» **TEXTO EXTRAÍDO**:
########################################
Many Thanks to the English Working Class
Peço desculpa ao leitor pelo título em inglês. Sei bem que
o inglês e os anglicismos são uma praga evitável. Trata-se
apenas de uma singela homenagem à maioria do povo britânico, que
teve a coragem de votar pela mudança no referendo à União
Europeia (UE).
Uma homenagem aos mais velhos, aos mais pobres, às classes
trabalhadoras, aos de baixo. É que não é preciso ser
instruído para dar uma lição. E que lição
esta, a que foi dada às elites políticas,
económico-financeiras, aos de cima, numa sociedade causticada pela
polarização social e regional, feita de vencedores e de vencidos
da globalização neoliberal, o outro nome da UE realmente
existente neste continente. Não creio que aprendam alguma coisa, no
entanto, a avaliar por tantas reacções arrogantes.
Quem faz esta homenagem vive, como o leitor, na Europa do Sul, neste
rectângulo castigado pela austeridade imposta por Bruxelas, numa moeda
única que nunca nos serviu, comandada por Frankfurt; vive numa economia
estagnada há quase duas décadas, e endividada externamente em
montantes recorde, uma combinação sem precedentes
históricos. Tudo isto acontece também porque as elites
portuguesas aderiram acriticamente à ideia do pelotão da frente,
abdicando de instrumentos de política económica num processo
nunca referendado. As elites portuguesas dominantes tiveram um papel crucial em
transformar Portugal num indicador avançado da chamada
estagnação secular, fenómeno que marca o capitalismo nas
suas fases mais desiguais e financeirizadas.
Repare o leitor que durante a campanha do referendo britânico, a Europa
do Sul, com o seu desemprego de massas, foi invocada por alguns defensores da
saída, pelos que tinham boas razões para tal, como o melhor
exemplo do que é a UE: uma ordem pós-democrática, que
esvaziou a soberania dos parlamentos e que não a substituiu por nada que
fosse competente e decente. Os britânicos levam a sério este
problema. Chamam-lhe democracia e quiseram recuperá-la de forma mais
integral, quiseram ter um maior controlo sobre a sua vida colectiva.
Não se esqueça o leitor que tiveram e têm de enfrentar o
chamado projecto medo, comandado por economistas, os mesmos que garantiam antes
da crise financeira, iniciada em 2007-2008, que vivíamos na grande
moderação, que os mercados financeiros liberalizados eram o alfa
e ómega do progresso e que o euro era a boa moeda para a UE (dois
terços dos economistas britânicos inquiridos defenderam tal
posição em 1999). Este referendo assinalou o merecido
descrédito público da economia convencional. Garantiram e
garantem que seria o caos. Esqueceram-se que, para os de baixo, o caos é
há muito o outro nome das suas vidas.
########################################
» **EXERCÍCIOS PROPOSTOS**:
**A.** Conte quantas linhas dos registos contêm a palavra "white". Indique somente o número.
**B.** Prossiga o artigo sobre o referendo britânico à União Europeia, apresentado acima, a partir da sua última frase.

» **EXCERTOS DOS REGISTOS**:
########################################
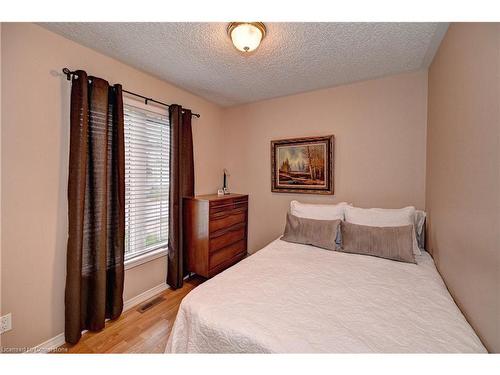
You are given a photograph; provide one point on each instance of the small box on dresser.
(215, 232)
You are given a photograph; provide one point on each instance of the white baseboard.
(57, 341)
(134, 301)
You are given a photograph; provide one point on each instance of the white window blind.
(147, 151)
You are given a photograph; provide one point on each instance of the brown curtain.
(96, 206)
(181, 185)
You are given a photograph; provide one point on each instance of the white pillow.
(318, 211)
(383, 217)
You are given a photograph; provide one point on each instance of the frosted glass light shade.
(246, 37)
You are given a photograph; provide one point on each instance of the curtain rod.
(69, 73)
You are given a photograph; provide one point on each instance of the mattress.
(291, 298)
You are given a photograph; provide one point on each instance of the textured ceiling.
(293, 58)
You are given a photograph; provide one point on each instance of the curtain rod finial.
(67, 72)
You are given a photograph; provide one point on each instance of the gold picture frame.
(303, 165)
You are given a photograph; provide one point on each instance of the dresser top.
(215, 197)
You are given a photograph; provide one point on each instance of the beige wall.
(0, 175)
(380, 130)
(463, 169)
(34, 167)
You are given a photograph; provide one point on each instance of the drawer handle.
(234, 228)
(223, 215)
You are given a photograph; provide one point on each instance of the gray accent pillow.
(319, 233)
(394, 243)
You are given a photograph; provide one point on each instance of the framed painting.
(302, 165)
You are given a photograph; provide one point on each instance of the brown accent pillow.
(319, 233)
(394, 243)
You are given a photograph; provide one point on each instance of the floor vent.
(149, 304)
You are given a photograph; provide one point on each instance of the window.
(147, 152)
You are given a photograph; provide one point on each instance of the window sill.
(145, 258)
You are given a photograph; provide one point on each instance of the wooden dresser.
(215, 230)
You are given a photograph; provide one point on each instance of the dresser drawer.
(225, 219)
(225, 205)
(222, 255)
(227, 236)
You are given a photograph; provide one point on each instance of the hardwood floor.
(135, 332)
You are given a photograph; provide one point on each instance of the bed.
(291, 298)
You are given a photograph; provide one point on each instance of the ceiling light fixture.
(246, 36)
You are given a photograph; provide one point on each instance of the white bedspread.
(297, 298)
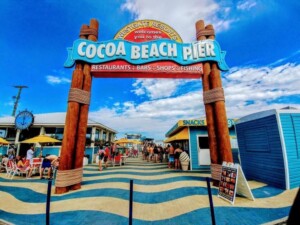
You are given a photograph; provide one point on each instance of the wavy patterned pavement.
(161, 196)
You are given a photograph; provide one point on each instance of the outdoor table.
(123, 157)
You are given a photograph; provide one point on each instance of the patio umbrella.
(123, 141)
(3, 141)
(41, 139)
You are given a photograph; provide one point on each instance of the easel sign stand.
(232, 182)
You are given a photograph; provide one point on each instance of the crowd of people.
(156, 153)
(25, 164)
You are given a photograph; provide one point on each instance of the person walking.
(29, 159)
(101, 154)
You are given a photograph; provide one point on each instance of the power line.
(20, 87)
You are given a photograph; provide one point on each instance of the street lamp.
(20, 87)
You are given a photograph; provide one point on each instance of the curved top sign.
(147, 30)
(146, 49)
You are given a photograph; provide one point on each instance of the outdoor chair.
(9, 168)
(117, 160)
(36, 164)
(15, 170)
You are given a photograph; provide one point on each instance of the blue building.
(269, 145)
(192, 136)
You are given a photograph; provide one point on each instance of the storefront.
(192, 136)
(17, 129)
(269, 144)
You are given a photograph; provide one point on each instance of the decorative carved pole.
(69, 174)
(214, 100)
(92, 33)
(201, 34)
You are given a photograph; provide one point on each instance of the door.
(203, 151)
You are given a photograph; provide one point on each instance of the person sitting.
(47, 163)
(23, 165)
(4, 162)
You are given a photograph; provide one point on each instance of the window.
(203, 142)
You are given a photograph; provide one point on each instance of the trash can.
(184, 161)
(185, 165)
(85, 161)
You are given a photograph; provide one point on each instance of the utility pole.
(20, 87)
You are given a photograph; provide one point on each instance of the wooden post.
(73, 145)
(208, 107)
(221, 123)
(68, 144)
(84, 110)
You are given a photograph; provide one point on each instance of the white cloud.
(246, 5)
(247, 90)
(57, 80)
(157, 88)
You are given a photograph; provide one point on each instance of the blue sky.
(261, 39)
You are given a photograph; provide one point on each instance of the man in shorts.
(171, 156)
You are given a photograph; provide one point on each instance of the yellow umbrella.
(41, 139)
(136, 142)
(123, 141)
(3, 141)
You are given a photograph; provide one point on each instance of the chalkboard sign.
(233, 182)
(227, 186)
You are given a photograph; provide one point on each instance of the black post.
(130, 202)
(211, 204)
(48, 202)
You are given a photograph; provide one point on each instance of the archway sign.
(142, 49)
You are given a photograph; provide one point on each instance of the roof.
########################################
» **RESPOSTAS**:
**A.** 5

**B.**
O leitor sabe que agora é "ai", que as agências
vão descer a notação; "ui", que a
Grã-Bretanha vai ficar mais pobre por causa da
desvalorização da libra. As agências de
notação são irrelevantes para Estados monetariamente
soberanos e que estão endividados na sua própria moeda. As taxas
de juro relevantes são determinadas pelo Banco Central e nunca, repito,
nunca, há problemas de insolvência para Estados deste tipo. Os que
operam nos mercados no fundo sabem isso.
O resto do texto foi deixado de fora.